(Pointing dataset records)
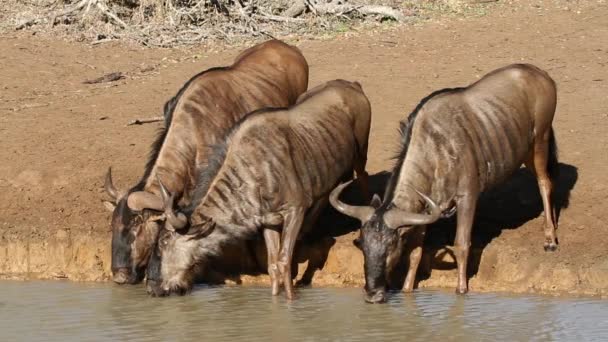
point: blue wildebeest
(456, 144)
(272, 174)
(205, 108)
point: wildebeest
(205, 108)
(272, 174)
(456, 144)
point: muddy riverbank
(58, 137)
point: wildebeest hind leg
(462, 244)
(537, 163)
(293, 220)
(362, 178)
(273, 239)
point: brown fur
(271, 74)
(274, 174)
(456, 144)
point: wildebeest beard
(184, 256)
(382, 247)
(124, 222)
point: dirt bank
(58, 136)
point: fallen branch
(278, 18)
(111, 77)
(330, 8)
(148, 120)
(296, 9)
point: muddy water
(63, 311)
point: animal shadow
(508, 206)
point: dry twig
(143, 121)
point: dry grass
(169, 23)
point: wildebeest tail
(552, 162)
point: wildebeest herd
(247, 154)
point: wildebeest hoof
(303, 283)
(550, 247)
(378, 298)
(462, 291)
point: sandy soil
(58, 136)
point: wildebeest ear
(404, 230)
(357, 242)
(109, 205)
(376, 201)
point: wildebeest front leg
(415, 242)
(273, 240)
(362, 178)
(537, 163)
(465, 215)
(291, 229)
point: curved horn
(395, 218)
(362, 213)
(140, 200)
(109, 185)
(175, 221)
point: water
(64, 311)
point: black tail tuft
(552, 163)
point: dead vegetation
(183, 22)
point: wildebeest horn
(362, 213)
(395, 218)
(140, 200)
(174, 221)
(109, 185)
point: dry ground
(58, 136)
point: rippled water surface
(63, 311)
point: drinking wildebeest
(454, 145)
(205, 108)
(273, 172)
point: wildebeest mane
(168, 112)
(207, 172)
(405, 131)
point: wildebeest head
(180, 250)
(136, 219)
(383, 231)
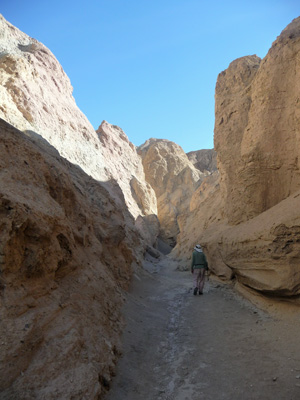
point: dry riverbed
(177, 346)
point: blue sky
(151, 66)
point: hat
(198, 248)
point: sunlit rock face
(36, 97)
(173, 178)
(204, 160)
(68, 247)
(249, 225)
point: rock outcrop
(174, 180)
(249, 225)
(67, 252)
(204, 160)
(36, 97)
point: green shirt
(199, 260)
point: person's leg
(195, 275)
(201, 280)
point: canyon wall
(67, 252)
(36, 97)
(248, 219)
(73, 230)
(173, 178)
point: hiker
(198, 267)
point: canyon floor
(177, 346)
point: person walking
(198, 267)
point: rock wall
(173, 178)
(249, 221)
(67, 252)
(204, 160)
(36, 97)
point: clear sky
(150, 66)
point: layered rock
(36, 97)
(173, 178)
(67, 251)
(249, 225)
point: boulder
(67, 252)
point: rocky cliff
(173, 178)
(36, 97)
(249, 225)
(67, 251)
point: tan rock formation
(249, 225)
(204, 160)
(173, 178)
(66, 254)
(124, 164)
(36, 97)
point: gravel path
(177, 346)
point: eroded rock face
(36, 97)
(249, 224)
(66, 254)
(173, 178)
(124, 164)
(204, 160)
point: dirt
(177, 346)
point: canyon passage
(217, 346)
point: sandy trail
(177, 346)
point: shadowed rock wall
(248, 221)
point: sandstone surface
(173, 178)
(204, 160)
(249, 223)
(67, 252)
(36, 97)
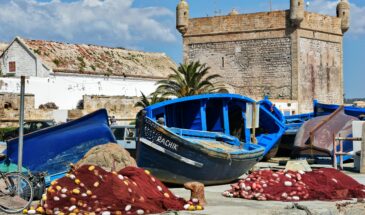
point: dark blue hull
(272, 124)
(51, 150)
(177, 160)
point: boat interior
(215, 119)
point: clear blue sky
(149, 25)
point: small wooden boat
(295, 122)
(326, 109)
(316, 137)
(52, 149)
(202, 138)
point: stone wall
(265, 54)
(320, 72)
(253, 67)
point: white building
(75, 70)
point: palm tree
(145, 101)
(188, 79)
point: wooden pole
(334, 152)
(362, 158)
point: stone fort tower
(290, 55)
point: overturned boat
(204, 138)
(316, 137)
(53, 149)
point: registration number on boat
(167, 143)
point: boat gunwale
(200, 97)
(257, 152)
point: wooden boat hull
(177, 160)
(315, 138)
(52, 149)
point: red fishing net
(92, 189)
(322, 184)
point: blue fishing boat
(52, 149)
(202, 138)
(270, 118)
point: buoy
(288, 183)
(128, 207)
(140, 211)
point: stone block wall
(320, 72)
(265, 54)
(253, 67)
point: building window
(12, 66)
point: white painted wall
(287, 106)
(67, 90)
(26, 64)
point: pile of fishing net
(321, 184)
(92, 190)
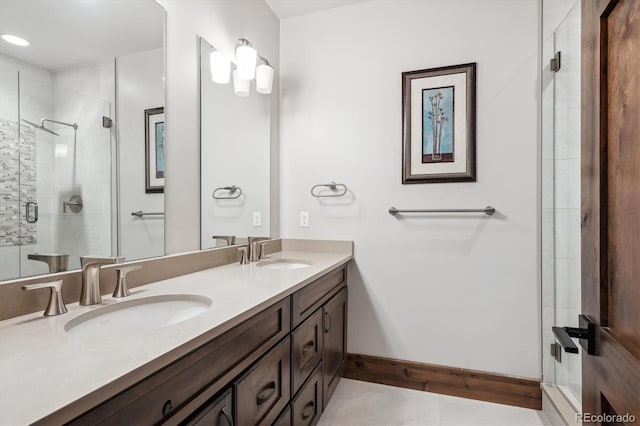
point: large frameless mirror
(81, 132)
(235, 161)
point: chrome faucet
(122, 290)
(56, 304)
(90, 293)
(56, 262)
(256, 248)
(229, 239)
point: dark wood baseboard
(460, 382)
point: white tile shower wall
(221, 23)
(460, 290)
(35, 103)
(83, 95)
(140, 87)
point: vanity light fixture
(241, 87)
(15, 40)
(264, 76)
(246, 57)
(220, 67)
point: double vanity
(260, 343)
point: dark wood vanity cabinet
(219, 412)
(279, 367)
(335, 342)
(263, 391)
(307, 405)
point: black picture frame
(439, 102)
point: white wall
(235, 151)
(140, 87)
(221, 22)
(452, 290)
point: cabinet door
(335, 342)
(217, 413)
(263, 391)
(307, 406)
(306, 349)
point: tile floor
(370, 404)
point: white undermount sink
(284, 264)
(138, 315)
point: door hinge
(556, 351)
(554, 64)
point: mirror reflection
(235, 147)
(75, 81)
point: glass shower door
(566, 197)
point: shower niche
(72, 132)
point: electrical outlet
(257, 219)
(304, 219)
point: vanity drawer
(193, 379)
(307, 405)
(217, 413)
(284, 419)
(306, 349)
(311, 297)
(263, 391)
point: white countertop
(43, 368)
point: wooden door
(611, 206)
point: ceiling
(287, 8)
(71, 32)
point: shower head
(40, 127)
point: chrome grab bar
(140, 213)
(487, 210)
(231, 189)
(339, 190)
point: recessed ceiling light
(14, 39)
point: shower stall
(561, 256)
(56, 165)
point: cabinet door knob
(167, 407)
(308, 347)
(226, 416)
(267, 392)
(308, 410)
(327, 328)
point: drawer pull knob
(266, 393)
(226, 416)
(327, 328)
(308, 410)
(166, 408)
(308, 347)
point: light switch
(257, 219)
(304, 219)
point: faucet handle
(229, 239)
(244, 255)
(56, 304)
(122, 290)
(86, 261)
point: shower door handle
(586, 333)
(31, 212)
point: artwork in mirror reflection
(71, 127)
(235, 160)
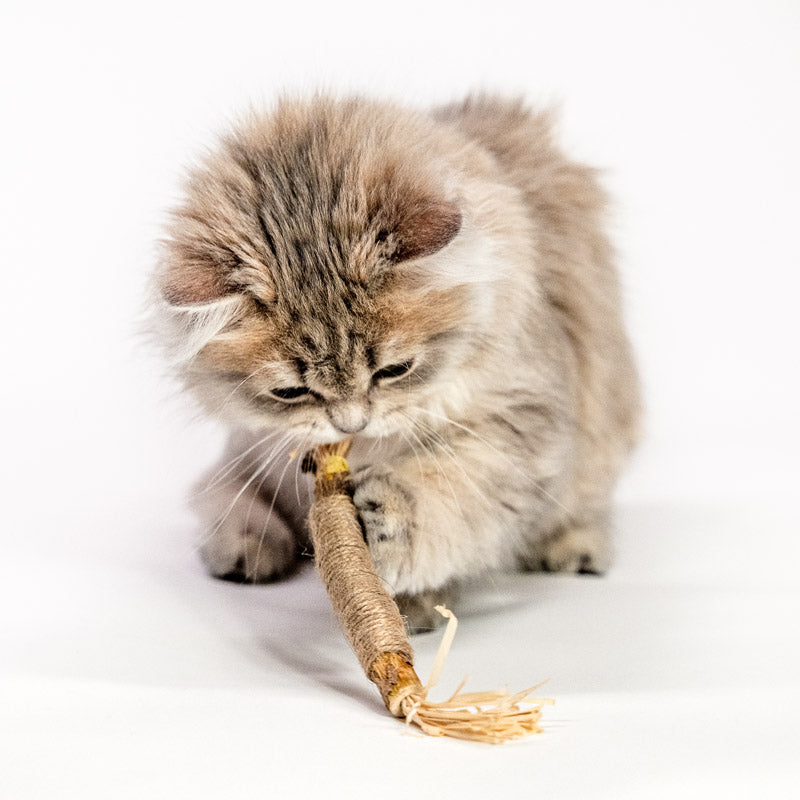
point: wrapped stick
(375, 628)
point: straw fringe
(375, 629)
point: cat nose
(348, 417)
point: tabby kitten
(437, 286)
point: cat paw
(258, 549)
(386, 510)
(577, 550)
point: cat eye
(289, 394)
(393, 371)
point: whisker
(226, 468)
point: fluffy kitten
(440, 287)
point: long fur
(325, 245)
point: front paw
(387, 511)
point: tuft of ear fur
(424, 228)
(193, 284)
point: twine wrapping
(375, 628)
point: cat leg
(251, 520)
(470, 502)
(584, 549)
(245, 540)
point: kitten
(436, 285)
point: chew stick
(375, 628)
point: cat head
(323, 275)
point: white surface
(125, 672)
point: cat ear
(424, 228)
(189, 284)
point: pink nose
(348, 417)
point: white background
(125, 672)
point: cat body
(439, 287)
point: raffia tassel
(375, 629)
(491, 717)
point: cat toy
(375, 629)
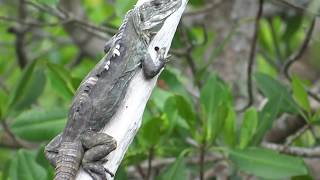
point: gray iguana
(100, 93)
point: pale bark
(127, 120)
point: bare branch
(122, 128)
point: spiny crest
(123, 25)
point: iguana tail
(68, 162)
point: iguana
(100, 93)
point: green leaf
(61, 81)
(33, 90)
(214, 99)
(267, 116)
(176, 171)
(42, 161)
(300, 94)
(19, 91)
(265, 67)
(24, 166)
(31, 123)
(151, 131)
(273, 89)
(229, 131)
(248, 127)
(49, 2)
(185, 110)
(267, 164)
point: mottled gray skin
(99, 95)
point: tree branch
(125, 123)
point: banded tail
(69, 160)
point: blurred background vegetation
(238, 100)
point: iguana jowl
(99, 95)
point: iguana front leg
(150, 68)
(97, 147)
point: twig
(20, 36)
(292, 59)
(252, 56)
(66, 17)
(296, 7)
(296, 151)
(206, 9)
(301, 51)
(3, 86)
(202, 160)
(150, 158)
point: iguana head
(155, 12)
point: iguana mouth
(155, 12)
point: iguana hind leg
(98, 146)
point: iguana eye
(141, 17)
(156, 3)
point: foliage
(179, 122)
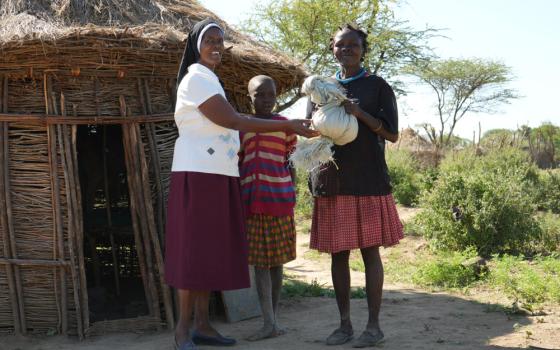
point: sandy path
(411, 319)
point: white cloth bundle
(331, 120)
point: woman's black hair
(363, 36)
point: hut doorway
(114, 282)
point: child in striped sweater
(267, 185)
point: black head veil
(191, 54)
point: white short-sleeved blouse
(202, 146)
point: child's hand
(351, 107)
(301, 127)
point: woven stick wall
(58, 72)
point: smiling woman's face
(211, 48)
(348, 48)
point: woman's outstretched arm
(219, 111)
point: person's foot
(340, 336)
(184, 343)
(268, 331)
(181, 337)
(368, 338)
(217, 339)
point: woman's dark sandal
(368, 338)
(340, 336)
(187, 345)
(219, 340)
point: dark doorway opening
(115, 287)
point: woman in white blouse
(206, 247)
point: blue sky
(523, 35)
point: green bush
(549, 240)
(447, 271)
(533, 282)
(481, 202)
(304, 199)
(548, 191)
(405, 178)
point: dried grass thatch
(69, 62)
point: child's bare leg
(341, 281)
(264, 290)
(276, 277)
(187, 300)
(201, 315)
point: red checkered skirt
(352, 222)
(272, 240)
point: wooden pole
(154, 155)
(151, 227)
(8, 208)
(14, 301)
(77, 196)
(57, 212)
(140, 212)
(142, 261)
(64, 151)
(59, 231)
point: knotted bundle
(335, 125)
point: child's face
(263, 96)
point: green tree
(544, 144)
(303, 28)
(462, 86)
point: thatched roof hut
(86, 139)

WRITTEN PROBLEM -
Output, unchanged, the lines from the line with "point: woman's dark sandal" through the final line of the material.

WRITTEN ANSWER -
point: woman's dark sandal
(368, 338)
(340, 336)
(187, 345)
(219, 340)
point: dark doorway opening
(115, 287)
point: woman in white blouse
(206, 247)
point: blue sky
(523, 35)
point: green bush
(549, 240)
(447, 271)
(533, 282)
(481, 202)
(304, 199)
(548, 191)
(405, 178)
point: dried grass thatch
(69, 62)
point: child's bare leg
(341, 281)
(264, 290)
(276, 277)
(187, 300)
(201, 315)
point: red checkered skirt
(352, 222)
(272, 240)
point: wooden pole
(154, 155)
(151, 227)
(8, 208)
(14, 301)
(77, 196)
(57, 212)
(140, 212)
(142, 261)
(64, 151)
(59, 231)
point: knotted bundle
(335, 125)
point: child's face
(263, 96)
point: green tree
(544, 144)
(303, 28)
(462, 86)
point: thatched roof hut
(86, 139)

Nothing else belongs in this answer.